▸ Task instructions
1. Name every distinct sum in billions of pounds that the article on the UK water sector mentions.
2. Return the passage of the water-sector article starting at "To explain the" and ending at "for infrastructure improvements.".
3. Answer these from the article on the UK water sector:
(a) What size of write-down "haircuts" is offered?
(b) At what figure has RCV valued Thames Water?
(c) To which company was Bulb sold?

▸ Given text
- - - - -

The publication of figures by the Department for Environment, Food and Rural Affairs (Defra) that suggest that the total cost of nationalising the water sector would be £100bn has provoked a tremendous amount of discussion and debate that such a headline figure would be expected to invoke.

At the same time, Thames Water, the centrepiece of the crisis within the UK water sector, has, according to The Guardian, attempted to negotiate a deal that would see the company receive lower targets and fewer punitive measures for missing these targets to reflect the perilous state the company is in.

Meanwhile, data that reveals that £193bn has been paid out to shareholders of private utilities, £88bn of which involves the water sector alone, has complicated discussions surrounding the water sector and the extent to which rising water bills have provided value for money for customers.

To explain the complex decisions the water sector will need to make at a high level, it is important to explore the cost of leniency against the cost of ownership.

The Devil You Know

Thames Water is once again in the process of trying to court buyers, and the consortium of creditors that is leading the negotiations at this point is London & Valley Water, which is pushing for a change to the Ofwat Final Determinations that dictate how much Thames can charge and what it can be spent on.

Unlike other potential investors, who planned to buy on the assumption that Thames could convince Ofcom to significantly increase their already substantial price increases on customers, London & Valley Water wants to have less restrictive penalties, performance targets and targets for infrastructure improvements.

Given a cabinet reshuffle that has seen the Environment Secretary moved and the resignation of Ofwat’s Chief Executive, Thames has set a self-imposed deadline of the End of October before it refers the issue to the Competition and Markets Authority to try and arbitrate a better deal.

Their argument is that the current targets are unmeetable for them and could lead to a death spiral that makes the company uninvestible, but the counterargument is that the proposal lacks detail and is still considered to be too greedy on the part of investors.

The offer of 20 per cent write-down “haircuts” at a time when the company is set to run out of money by the end of the year is nowhere near enough, and there is a lack of transparency regarding the whole process. This is somewhat ironic given the claim that L&VW are supposedly committed to transparency.

What is even worse than this is the precedent it sets, which would create the impression of Ofwat once again putting the market ahead of the millions of people it serves and allow other water companies to attempt the exact same tactic, all to simply delay the seemingly inevitable.

The Great Unknown

The government is looking for a market-based solution, and has done its utmost to avoid considering the most popular alternative in nationalisation, most recently in the form of its £100bn estimated cost to do it.

This figure has been strongly criticised by experts cited by New Civil Engineer due to its reliance on Regulatory Capital Value (RCV), a figure used to calculate dividends that relies on the value of the sector in 1989, before adding inflation and the value of investment.

It is a relatively inflated figure that assumes that the purchase price will match this figure, and there are no factors such as debt or chronic underperformance that might lower its value.

For example, Thames Water has been valued by RCV at £21bn, almost the amount of debt it is laden with, but a £4bn asking price was too much for KKR.

As well as this, it fails to take into account the significant savings that could be implemented through a more centralised national system. Greenwich University noted that nationalisation would save UK households £3bn a year, whilst also noting that the cost to do so is less than half what Defra is claiming.

Other examples of special administration regimes (SAR), a form of nationalisation, such as in the wake of Bulb Energy’s collapse, found that the government made money on the deal to repackage, refinance and sell Bulb to Octopus Energy, according to Kent Online.

The financial case against nationalisation does not appear to be as strong as has been claimed, and similarly, the case for pursuing a “market-led solution” is driven as much by dogma as by economics.

- - - - -

▸ Raw data
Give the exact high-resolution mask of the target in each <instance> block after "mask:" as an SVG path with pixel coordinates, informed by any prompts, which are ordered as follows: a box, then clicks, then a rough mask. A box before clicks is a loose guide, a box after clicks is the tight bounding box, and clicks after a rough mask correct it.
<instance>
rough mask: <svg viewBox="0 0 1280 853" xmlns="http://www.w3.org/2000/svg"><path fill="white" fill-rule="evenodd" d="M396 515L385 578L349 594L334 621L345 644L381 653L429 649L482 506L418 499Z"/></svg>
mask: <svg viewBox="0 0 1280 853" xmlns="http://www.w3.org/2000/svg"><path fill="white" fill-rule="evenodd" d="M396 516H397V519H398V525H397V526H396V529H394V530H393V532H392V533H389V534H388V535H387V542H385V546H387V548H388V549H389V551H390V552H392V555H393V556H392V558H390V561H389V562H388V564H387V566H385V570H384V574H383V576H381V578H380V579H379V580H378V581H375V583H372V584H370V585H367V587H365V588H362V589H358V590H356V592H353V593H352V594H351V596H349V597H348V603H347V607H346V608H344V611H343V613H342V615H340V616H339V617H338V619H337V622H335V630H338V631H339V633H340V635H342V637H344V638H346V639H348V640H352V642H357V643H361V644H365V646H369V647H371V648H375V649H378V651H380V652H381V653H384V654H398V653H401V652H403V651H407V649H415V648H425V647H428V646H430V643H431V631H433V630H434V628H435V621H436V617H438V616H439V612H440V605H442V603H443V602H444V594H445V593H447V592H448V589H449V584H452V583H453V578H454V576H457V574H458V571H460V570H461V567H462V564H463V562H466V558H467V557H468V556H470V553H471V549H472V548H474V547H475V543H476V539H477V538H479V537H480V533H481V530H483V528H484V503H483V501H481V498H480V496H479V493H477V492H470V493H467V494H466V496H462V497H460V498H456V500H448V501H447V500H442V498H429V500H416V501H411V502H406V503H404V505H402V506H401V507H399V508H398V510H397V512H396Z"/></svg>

- - - - -

▸ Answers to the exercise
1. £100bn, £193bn, £88bn, £21bn, £4bn, £3bn

2.
To explain the complex decisions the water sector will need to make at a high level, it is important to explore the cost of leniency against the cost of ownership.

The Devil You Know

Thames Water is once again in the process of trying to court buyers, and the consortium of creditors that is leading the negotiations at this point is London & Valley Water, which is pushing for a change to the Ofwat Final Determinations that dictate how much Thames can charge and what it can be spent on.

Unlike other potential investors, who planned to buy on the assumption that Thames could convince Ofcom to significantly increase their already substantial price increases on customers, London & Valley Water wants to have less restrictive penalties, performance targets and targets for infrastructure improvements.

3.
(a) 20 per cent
(b) £21bn
(c) Octopus Energy